— Begin Records provided —
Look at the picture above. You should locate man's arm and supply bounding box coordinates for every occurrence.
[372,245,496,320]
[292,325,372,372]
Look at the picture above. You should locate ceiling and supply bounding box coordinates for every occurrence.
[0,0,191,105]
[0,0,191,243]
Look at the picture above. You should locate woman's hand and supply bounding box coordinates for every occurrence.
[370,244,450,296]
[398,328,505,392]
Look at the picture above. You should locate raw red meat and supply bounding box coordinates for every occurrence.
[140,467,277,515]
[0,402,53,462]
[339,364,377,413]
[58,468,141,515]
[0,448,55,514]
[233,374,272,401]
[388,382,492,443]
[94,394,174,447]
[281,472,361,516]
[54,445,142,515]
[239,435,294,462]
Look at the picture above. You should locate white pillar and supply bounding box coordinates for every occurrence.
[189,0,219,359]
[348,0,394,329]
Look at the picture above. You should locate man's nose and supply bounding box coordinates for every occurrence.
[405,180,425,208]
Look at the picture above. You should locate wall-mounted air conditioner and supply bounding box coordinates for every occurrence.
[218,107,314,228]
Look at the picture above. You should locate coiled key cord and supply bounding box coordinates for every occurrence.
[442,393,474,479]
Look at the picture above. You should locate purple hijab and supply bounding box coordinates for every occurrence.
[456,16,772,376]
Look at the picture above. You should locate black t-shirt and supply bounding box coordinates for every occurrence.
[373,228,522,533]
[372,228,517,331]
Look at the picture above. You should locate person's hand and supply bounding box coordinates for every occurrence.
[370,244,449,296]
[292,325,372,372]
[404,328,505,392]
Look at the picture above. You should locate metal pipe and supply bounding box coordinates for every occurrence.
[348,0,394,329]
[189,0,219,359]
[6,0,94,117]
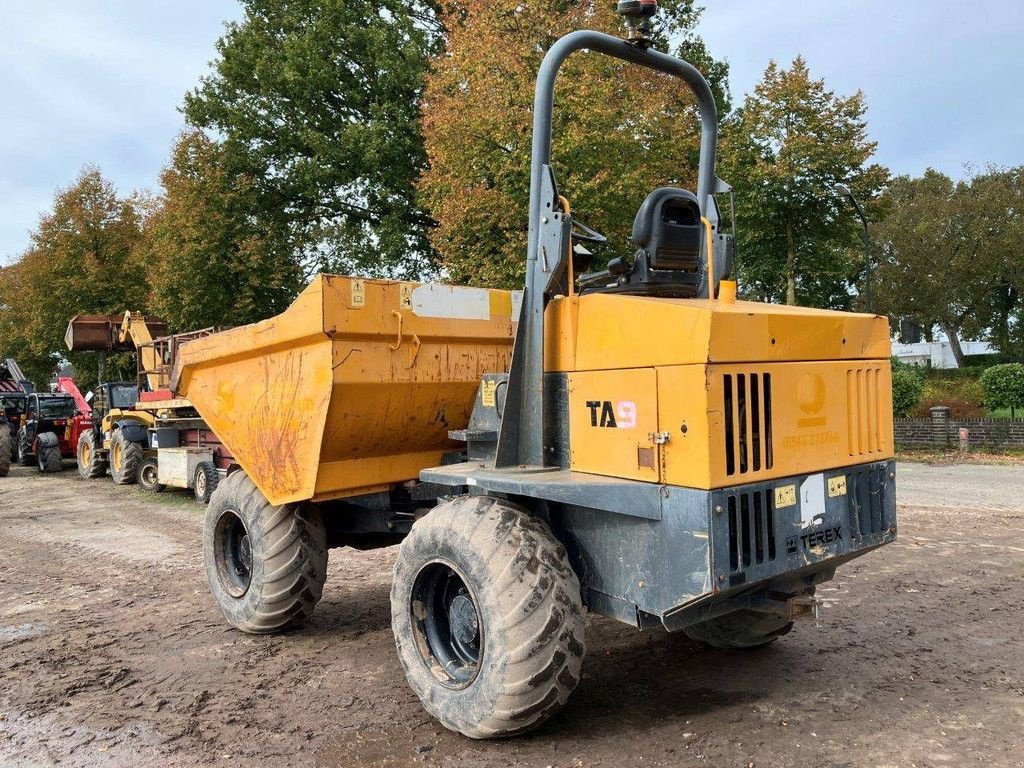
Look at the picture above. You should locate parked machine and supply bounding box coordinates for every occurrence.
[173,0,896,738]
[17,392,79,472]
[65,311,232,504]
[0,357,35,477]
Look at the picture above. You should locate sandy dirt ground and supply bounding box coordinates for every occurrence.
[0,465,1024,768]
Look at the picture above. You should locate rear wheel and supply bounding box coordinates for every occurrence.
[203,472,328,634]
[138,456,164,494]
[0,430,11,477]
[17,429,36,467]
[391,497,585,738]
[76,431,106,480]
[111,429,144,485]
[683,610,793,649]
[193,462,220,504]
[36,432,63,472]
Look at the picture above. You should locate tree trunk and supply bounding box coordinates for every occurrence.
[942,323,964,368]
[785,221,797,306]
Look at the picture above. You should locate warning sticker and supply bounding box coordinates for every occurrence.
[480,379,498,408]
[352,280,367,309]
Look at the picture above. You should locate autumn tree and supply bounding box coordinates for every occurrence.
[0,168,150,384]
[184,0,438,275]
[720,57,889,308]
[419,0,728,288]
[874,169,1024,366]
[145,130,303,331]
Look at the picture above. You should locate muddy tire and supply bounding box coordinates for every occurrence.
[36,432,63,473]
[193,462,220,504]
[391,497,586,738]
[138,456,165,494]
[17,429,36,467]
[0,430,11,477]
[683,610,793,650]
[110,429,145,485]
[75,431,106,480]
[203,472,328,635]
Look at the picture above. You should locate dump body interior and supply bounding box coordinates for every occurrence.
[172,275,517,512]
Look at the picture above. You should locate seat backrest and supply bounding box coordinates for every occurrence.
[633,186,703,272]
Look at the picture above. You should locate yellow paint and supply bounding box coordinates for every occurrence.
[775,485,797,509]
[828,475,846,499]
[568,368,659,482]
[545,294,894,489]
[174,275,514,512]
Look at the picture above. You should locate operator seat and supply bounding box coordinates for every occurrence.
[633,186,703,272]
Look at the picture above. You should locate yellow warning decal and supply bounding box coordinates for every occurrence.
[775,485,797,509]
[828,475,846,499]
[352,280,367,309]
[480,379,498,408]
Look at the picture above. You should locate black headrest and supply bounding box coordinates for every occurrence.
[633,186,700,248]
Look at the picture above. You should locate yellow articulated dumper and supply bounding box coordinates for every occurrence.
[177,0,896,738]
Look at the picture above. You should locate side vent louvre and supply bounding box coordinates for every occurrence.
[846,368,882,456]
[722,373,774,475]
[727,488,775,571]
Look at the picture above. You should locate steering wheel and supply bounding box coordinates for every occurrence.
[572,218,608,246]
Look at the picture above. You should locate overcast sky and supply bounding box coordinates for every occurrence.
[0,0,1024,262]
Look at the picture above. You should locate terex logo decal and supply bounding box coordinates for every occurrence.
[587,400,637,429]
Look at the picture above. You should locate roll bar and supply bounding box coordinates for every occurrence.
[495,30,718,468]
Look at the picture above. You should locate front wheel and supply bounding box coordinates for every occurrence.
[193,462,220,504]
[203,472,327,635]
[391,497,586,738]
[0,430,11,477]
[75,431,106,480]
[36,432,63,472]
[17,429,36,467]
[111,429,144,485]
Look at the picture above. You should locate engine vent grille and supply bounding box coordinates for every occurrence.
[846,368,883,456]
[722,373,773,475]
[726,488,775,571]
[847,466,888,537]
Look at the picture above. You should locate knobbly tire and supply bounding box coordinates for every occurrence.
[17,429,36,467]
[683,610,793,650]
[391,497,585,738]
[0,430,10,477]
[203,471,328,635]
[36,432,63,472]
[193,462,220,504]
[138,456,165,494]
[75,432,106,480]
[110,429,145,485]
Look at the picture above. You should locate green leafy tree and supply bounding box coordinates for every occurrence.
[145,131,303,331]
[876,169,1024,366]
[981,362,1024,417]
[721,57,889,308]
[184,0,438,275]
[0,168,150,385]
[419,0,728,288]
[892,357,925,419]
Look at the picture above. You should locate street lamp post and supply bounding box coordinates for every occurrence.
[835,184,874,312]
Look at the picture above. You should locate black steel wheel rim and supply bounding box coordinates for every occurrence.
[412,561,483,688]
[214,510,253,597]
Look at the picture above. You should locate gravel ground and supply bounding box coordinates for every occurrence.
[0,465,1024,768]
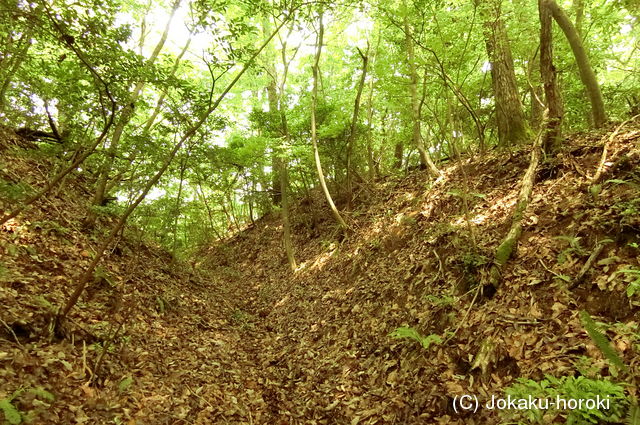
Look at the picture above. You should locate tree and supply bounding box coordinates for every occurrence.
[538,0,563,155]
[402,4,440,177]
[311,11,347,230]
[545,0,607,128]
[476,0,530,146]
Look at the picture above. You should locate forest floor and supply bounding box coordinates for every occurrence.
[0,124,640,425]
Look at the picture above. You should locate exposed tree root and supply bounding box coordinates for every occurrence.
[490,126,545,289]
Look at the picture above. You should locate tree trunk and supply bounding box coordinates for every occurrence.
[83,1,180,228]
[347,41,369,209]
[56,11,287,320]
[403,11,440,177]
[545,0,607,128]
[538,0,564,155]
[476,0,530,146]
[311,12,347,230]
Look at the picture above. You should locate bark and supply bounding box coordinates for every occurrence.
[0,19,116,225]
[56,13,293,318]
[142,37,191,135]
[490,122,544,289]
[347,42,369,209]
[311,12,347,230]
[476,0,529,146]
[538,0,564,155]
[545,0,607,128]
[83,1,180,228]
[171,154,187,264]
[403,10,440,177]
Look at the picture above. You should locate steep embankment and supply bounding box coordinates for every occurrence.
[0,121,640,424]
[203,121,640,424]
[0,130,270,424]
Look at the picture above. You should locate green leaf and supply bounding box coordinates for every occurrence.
[580,310,627,370]
[0,398,22,425]
[118,376,133,393]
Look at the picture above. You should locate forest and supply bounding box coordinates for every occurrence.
[0,0,640,425]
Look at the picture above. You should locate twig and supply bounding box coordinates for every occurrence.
[569,239,611,289]
[590,114,640,184]
[0,319,24,349]
[443,285,482,344]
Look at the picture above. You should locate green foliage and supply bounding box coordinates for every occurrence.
[618,269,640,298]
[0,179,33,201]
[580,310,627,374]
[0,399,22,425]
[624,403,640,425]
[389,326,442,350]
[553,235,587,264]
[0,388,24,425]
[118,376,133,393]
[501,375,629,425]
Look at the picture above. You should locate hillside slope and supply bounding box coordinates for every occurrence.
[205,121,640,424]
[0,120,640,424]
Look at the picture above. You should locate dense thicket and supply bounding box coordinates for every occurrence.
[0,0,640,258]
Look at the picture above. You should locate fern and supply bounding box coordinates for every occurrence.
[617,269,640,298]
[0,398,22,425]
[580,310,627,370]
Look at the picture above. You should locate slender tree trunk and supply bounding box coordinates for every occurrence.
[83,1,180,228]
[171,153,188,265]
[142,36,191,135]
[546,0,607,128]
[538,0,564,155]
[347,41,369,209]
[403,6,440,177]
[311,12,347,230]
[476,0,530,146]
[56,15,291,318]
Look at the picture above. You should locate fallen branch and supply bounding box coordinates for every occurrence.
[490,125,546,289]
[569,239,613,289]
[590,114,640,185]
— End Records provided —
Work to do:
Edit the data above, starting at its first line and ending at the line that reads "[398,328,505,392]", and change "ceiling" to "roof" while leaving everything else as it is.

Answer to this problem:
Look at the picture above. You should locate man's arm and supply bounding box coordinates for every occurrence.
[372,245,496,320]
[292,325,372,372]
Look at the picture above. You should locate roof and supply bounding box coordinates for every occurrence.
[0,0,191,105]
[0,0,191,243]
Look at the picture above. You should locate woman's hand and supply bounding box coordinates for every occurrence.
[370,244,450,296]
[398,328,505,392]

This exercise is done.